#### [Your instructions]
Copy the items below from the line with "Provide one marker per instance of the thin" to the line with "x=151, y=91", swapping "rocky cliff face" for "steep rock wall" and leaving everything else untouched.
— START Available records —
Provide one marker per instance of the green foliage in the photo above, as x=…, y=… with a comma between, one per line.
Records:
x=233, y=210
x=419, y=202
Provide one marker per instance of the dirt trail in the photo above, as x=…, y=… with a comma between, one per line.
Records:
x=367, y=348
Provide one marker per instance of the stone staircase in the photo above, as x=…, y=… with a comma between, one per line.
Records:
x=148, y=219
— END Available records —
— START Available records —
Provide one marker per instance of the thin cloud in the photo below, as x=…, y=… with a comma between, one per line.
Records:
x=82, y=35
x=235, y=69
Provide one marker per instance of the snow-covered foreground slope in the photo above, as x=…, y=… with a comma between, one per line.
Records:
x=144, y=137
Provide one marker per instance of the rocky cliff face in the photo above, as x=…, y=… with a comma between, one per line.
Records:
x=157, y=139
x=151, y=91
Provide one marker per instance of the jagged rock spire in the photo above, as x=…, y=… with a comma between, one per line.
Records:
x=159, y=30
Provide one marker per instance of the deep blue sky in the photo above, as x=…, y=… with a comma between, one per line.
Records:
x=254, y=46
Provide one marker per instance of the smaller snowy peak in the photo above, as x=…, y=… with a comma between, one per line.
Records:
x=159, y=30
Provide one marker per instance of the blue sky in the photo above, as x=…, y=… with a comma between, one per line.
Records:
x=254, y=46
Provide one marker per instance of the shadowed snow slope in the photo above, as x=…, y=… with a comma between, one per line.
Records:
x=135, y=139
— END Available records —
— START Available records —
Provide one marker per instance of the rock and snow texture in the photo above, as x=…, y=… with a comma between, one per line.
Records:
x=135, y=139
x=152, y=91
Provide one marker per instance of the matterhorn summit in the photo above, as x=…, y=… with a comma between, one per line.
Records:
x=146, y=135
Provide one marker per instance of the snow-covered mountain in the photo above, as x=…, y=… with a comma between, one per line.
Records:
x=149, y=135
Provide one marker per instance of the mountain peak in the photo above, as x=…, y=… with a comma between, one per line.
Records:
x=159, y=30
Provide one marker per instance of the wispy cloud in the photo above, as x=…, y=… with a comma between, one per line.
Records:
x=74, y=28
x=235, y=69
— END Available records —
#### [Problem solution]
Provide one marker per instance of the thin cloud in the photo below, as x=…, y=… with a comma between, one per line.
Records:
x=82, y=35
x=235, y=69
Provide one marker per instance of the snow-covered foreground slope in the photo above, as x=…, y=… with a comma between, one per line.
Records:
x=144, y=137
Provide one marker per instance of the steep rock wall in the photo above, as x=…, y=… with a comma between, one per line.
Records:
x=157, y=139
x=151, y=91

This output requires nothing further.